GOAL OF THE EXERCISE - Extract each line of the data below exactly as written.

INPUT FOR THIS TASK -
※

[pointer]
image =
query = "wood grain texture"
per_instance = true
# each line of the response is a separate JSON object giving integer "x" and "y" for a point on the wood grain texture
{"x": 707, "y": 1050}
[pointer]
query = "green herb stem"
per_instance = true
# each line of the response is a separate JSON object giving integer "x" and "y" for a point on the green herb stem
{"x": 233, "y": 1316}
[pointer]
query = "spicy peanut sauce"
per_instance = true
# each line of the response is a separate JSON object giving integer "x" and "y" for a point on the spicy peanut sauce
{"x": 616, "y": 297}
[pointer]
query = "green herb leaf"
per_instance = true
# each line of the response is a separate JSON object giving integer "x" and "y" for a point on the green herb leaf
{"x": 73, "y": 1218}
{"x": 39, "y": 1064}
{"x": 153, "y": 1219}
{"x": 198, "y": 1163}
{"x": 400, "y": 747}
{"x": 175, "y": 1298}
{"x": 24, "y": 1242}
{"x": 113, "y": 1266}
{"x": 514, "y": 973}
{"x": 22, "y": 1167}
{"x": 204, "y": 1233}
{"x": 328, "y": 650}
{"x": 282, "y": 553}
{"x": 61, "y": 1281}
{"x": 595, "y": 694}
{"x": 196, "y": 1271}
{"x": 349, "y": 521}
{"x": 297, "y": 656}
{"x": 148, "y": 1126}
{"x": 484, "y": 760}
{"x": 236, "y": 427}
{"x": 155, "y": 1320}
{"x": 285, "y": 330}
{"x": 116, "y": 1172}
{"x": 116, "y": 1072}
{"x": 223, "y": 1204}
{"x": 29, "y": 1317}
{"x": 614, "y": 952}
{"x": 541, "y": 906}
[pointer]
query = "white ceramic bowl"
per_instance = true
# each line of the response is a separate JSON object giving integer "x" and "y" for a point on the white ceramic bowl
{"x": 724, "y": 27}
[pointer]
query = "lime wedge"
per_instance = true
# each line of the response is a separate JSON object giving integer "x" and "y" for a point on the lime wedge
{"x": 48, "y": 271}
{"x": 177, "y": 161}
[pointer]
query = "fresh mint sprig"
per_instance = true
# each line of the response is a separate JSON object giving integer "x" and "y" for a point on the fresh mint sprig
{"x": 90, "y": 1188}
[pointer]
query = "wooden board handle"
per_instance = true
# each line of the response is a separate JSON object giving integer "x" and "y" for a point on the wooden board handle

※

SOLUTION TO THIS EXERCISE -
[pointer]
image =
query = "wood grain texture"
per_instance = true
# each line of the response is a separate JSON object giving integer "x" and "y" for a point on the wood grain texture
{"x": 707, "y": 1050}
[pointer]
query = "green herb stem"
per_instance = true
# each line of the response is a separate JSON object giving integer "x" and "y" for a point on the green herb stem
{"x": 233, "y": 1316}
[pointer]
query = "spicy peanut sauce"
per_instance = true
# each line of the response is a separate JSON object giving integer "x" and "y" for a point on the spicy peanut sauce
{"x": 616, "y": 297}
[pointer]
query = "green herb leaf"
per_instance = true
# each line of the response is a separate JSON object giving integer "x" and "y" for a point on the green herb leaf
{"x": 73, "y": 1218}
{"x": 39, "y": 1064}
{"x": 153, "y": 1219}
{"x": 198, "y": 1163}
{"x": 400, "y": 747}
{"x": 175, "y": 1298}
{"x": 24, "y": 1242}
{"x": 113, "y": 1266}
{"x": 514, "y": 973}
{"x": 22, "y": 1167}
{"x": 204, "y": 1233}
{"x": 328, "y": 650}
{"x": 282, "y": 553}
{"x": 61, "y": 1281}
{"x": 595, "y": 694}
{"x": 196, "y": 1271}
{"x": 349, "y": 521}
{"x": 297, "y": 656}
{"x": 148, "y": 1126}
{"x": 484, "y": 760}
{"x": 236, "y": 427}
{"x": 155, "y": 1320}
{"x": 285, "y": 330}
{"x": 116, "y": 1172}
{"x": 116, "y": 1072}
{"x": 223, "y": 1204}
{"x": 29, "y": 1317}
{"x": 614, "y": 952}
{"x": 541, "y": 906}
[pointer]
query = "white ceramic bowl"
per_instance = true
# each line of the response is a separate JSON object giving integer "x" and "y" for a point on the white ceramic bowl
{"x": 724, "y": 27}
[pointer]
query = "lime wedge"
per_instance = true
# each line of the response is a separate JSON object giving integer "x" and "y" for a point on the lime wedge
{"x": 48, "y": 271}
{"x": 177, "y": 161}
[pointer]
query = "fresh mint sprig"
per_instance = true
# each line of the response is a separate JSON object giving integer "x" and "y" for a point on the fresh mint sprig
{"x": 90, "y": 1188}
[pointer]
query = "wooden board handle"
per_instance = true
# each line of the response is a separate JSON object giving integer "x" and "y" for a point on the wooden board handle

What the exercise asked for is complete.